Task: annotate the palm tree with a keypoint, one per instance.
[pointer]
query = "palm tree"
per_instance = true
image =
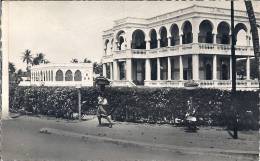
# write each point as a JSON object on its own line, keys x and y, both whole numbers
{"x": 40, "y": 58}
{"x": 27, "y": 57}
{"x": 74, "y": 60}
{"x": 254, "y": 31}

Problem to solve = Leave out the pictures and print every line of the data exactly.

Exercise response =
Task: annotate the palm tree with a keypoint, one per instance.
[pointer]
query = "palm tree"
per_instance = true
image =
# write each point as a JSON object on its own line, keys x and y, both whole numbers
{"x": 40, "y": 58}
{"x": 27, "y": 57}
{"x": 74, "y": 60}
{"x": 254, "y": 31}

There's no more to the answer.